RECORDS FOR PROCESSING →
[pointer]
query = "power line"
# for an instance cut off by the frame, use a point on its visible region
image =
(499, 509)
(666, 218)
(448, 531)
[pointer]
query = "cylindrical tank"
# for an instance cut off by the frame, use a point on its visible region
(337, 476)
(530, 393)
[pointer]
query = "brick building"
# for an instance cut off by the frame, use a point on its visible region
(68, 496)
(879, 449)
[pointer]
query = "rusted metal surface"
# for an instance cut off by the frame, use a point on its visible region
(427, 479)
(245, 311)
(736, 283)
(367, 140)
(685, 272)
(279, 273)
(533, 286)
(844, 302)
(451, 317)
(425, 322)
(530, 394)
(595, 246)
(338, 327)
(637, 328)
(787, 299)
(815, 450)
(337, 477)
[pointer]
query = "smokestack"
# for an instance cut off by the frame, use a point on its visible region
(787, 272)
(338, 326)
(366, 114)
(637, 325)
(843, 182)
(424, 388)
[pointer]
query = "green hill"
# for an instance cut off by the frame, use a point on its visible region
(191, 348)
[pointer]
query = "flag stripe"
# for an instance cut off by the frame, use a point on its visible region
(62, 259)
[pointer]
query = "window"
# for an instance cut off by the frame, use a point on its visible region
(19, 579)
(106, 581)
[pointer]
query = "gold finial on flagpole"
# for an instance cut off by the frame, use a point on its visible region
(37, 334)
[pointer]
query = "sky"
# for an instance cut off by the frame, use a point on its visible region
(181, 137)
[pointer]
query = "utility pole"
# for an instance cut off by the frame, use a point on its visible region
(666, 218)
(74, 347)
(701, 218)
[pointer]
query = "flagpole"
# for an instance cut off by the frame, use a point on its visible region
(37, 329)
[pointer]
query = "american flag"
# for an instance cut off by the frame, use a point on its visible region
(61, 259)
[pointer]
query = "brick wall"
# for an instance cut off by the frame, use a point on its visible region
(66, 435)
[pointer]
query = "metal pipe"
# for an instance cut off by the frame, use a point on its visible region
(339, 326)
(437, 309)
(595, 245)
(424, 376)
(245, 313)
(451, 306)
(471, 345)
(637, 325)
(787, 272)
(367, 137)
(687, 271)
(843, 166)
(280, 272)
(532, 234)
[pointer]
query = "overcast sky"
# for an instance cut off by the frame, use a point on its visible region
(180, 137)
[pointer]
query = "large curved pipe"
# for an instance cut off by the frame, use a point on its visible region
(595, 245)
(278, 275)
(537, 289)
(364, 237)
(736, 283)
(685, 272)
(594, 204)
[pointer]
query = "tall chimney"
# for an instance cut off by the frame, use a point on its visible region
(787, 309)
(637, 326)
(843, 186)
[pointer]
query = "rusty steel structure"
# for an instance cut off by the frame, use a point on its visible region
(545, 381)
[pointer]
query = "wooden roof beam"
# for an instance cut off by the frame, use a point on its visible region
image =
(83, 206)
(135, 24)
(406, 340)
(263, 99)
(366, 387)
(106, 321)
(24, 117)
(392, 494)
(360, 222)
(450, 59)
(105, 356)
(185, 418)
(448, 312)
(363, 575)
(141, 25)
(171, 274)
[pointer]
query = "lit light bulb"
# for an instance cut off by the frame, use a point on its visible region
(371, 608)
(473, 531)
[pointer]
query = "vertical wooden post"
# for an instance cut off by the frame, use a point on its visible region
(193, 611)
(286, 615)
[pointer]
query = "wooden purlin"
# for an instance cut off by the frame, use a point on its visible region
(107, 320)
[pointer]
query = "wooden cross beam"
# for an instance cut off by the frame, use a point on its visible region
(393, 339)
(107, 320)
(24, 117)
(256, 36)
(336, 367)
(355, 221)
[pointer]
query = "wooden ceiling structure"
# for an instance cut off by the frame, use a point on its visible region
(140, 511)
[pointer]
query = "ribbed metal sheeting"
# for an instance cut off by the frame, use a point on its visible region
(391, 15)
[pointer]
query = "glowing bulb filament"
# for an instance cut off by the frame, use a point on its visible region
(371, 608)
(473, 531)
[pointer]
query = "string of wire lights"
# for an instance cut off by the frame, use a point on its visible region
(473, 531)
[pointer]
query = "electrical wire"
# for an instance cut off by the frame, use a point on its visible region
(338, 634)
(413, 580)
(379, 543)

REQUIRED TASK → Above are some records; extract every one of them exactly.

IN RESPONSE →
[pointer]
query = "power line"
# for an instance cut off by the frame, use a point on its visible region
image =
(499, 509)
(666, 218)
(448, 531)
[pointer]
query = "cylindrical tank"
# for an instance cut off by the frame, use a point on its visible region
(337, 476)
(530, 393)
[pointer]
query = "brick building"
# for an instance cut off by the frame, use a point on its visible region
(68, 496)
(879, 449)
[pointer]
query = "rusted metal surface"
# for an instance cut off by the frame, use a point on its visible region
(427, 479)
(245, 311)
(736, 283)
(367, 140)
(685, 272)
(279, 273)
(533, 286)
(844, 302)
(451, 317)
(425, 322)
(530, 394)
(595, 246)
(338, 327)
(637, 328)
(787, 299)
(815, 450)
(337, 477)
[pointer]
query = "smokestack"
# for an instance cut off by the frame, use a point on its visible region
(787, 272)
(338, 326)
(366, 114)
(637, 325)
(843, 182)
(424, 388)
[pointer]
query = "green hill"
# for an instance cut off by the frame, use a point on its visible region
(191, 348)
[pointer]
query = "flag stripe"
# for an instance cut off by the frame, use a point on its visible region
(62, 259)
[pointer]
query = "window"
# for an instance cut off by the frame, use a point on its visible region
(19, 579)
(106, 581)
[pointer]
query = "gold finial on flagpole"
# for an instance cut off by the frame, use a point on its visible region
(37, 334)
[pointer]
query = "sky"
# for an instance cut off by the frame, use a point on its visible region
(181, 137)
[pointer]
query = "utility pole"
# for an instance cut off by the frame, use a point on its visible region
(666, 218)
(74, 347)
(701, 218)
[pointer]
query = "flagpole"
# for an instance cut off by the frame, use a point on its visible region
(37, 329)
[pointer]
query = "american flag"
# for an instance cut off by the frame, use a point on its visible region
(61, 259)
[pointer]
query = "brick wall"
# for an instance cut off by the frame, use a point on its visible region
(66, 435)
[pointer]
query = "metal pipe"
# for an instance cut off by the frame, use a point on its visible region
(339, 326)
(437, 309)
(595, 245)
(424, 376)
(245, 313)
(451, 306)
(471, 345)
(637, 325)
(787, 272)
(367, 137)
(687, 271)
(843, 166)
(280, 272)
(532, 234)
[pointer]
query = "overcast sky"
# for an instance cut off by the frame, use a point on its visible region
(180, 137)
[pointer]
query = "large curved pipe"
# for an instance cut off by the frame, use a point on its visible region
(595, 245)
(278, 275)
(537, 289)
(364, 237)
(736, 283)
(685, 272)
(594, 204)
[pointer]
query = "tall chimney"
# for an instance cut off by the frame, use a point on its visible region
(787, 309)
(637, 326)
(843, 186)
[pointer]
query = "rusty steel structure"
# for an instance cut off by the frame, use a point on its visible region
(545, 381)
[pointer]
query = "wooden roof beam"
# for an instance cut off by the frame, use a point on its visible region
image =
(83, 206)
(135, 24)
(406, 340)
(263, 99)
(366, 387)
(106, 321)
(24, 117)
(392, 494)
(360, 222)
(450, 59)
(105, 356)
(185, 418)
(448, 312)
(363, 575)
(141, 25)
(171, 274)
[pointer]
query = "lit light bulb"
# for an instance cut off by the frame, use a point on its visible region
(371, 608)
(473, 531)
[pointer]
query = "vertical wooden post"
# for an instance cut off by the frame, use a point on its visible region
(193, 611)
(286, 615)
[pointer]
query = "wooden purlin"
# for an instance cut off by the frame, use a point on its visible region
(107, 320)
[pointer]
query = "wooden cross beam"
# for an instance cut off by the frame, use a point on its visible region
(393, 339)
(107, 320)
(24, 117)
(256, 36)
(336, 367)
(355, 221)
[pointer]
query = "wooden ceiling structure"
# for an instance cut off by the frame, use a point on its visible region
(140, 511)
[pointer]
query = "ribbed metal sheeting"
# for an instance cut off by the frame, use a point on its visible region
(391, 15)
[pointer]
query = "glowing bulb filament"
# for an instance cut off by the frame, use a point on its visible region
(371, 608)
(473, 531)
[pointer]
query = "string of wire lights"
# for an instance cut off by the frame, use a point on its visible region
(473, 531)
[pointer]
query = "electrical wire"
# for an instance cut off by the frame, use a point on its visible region
(338, 634)
(413, 580)
(379, 543)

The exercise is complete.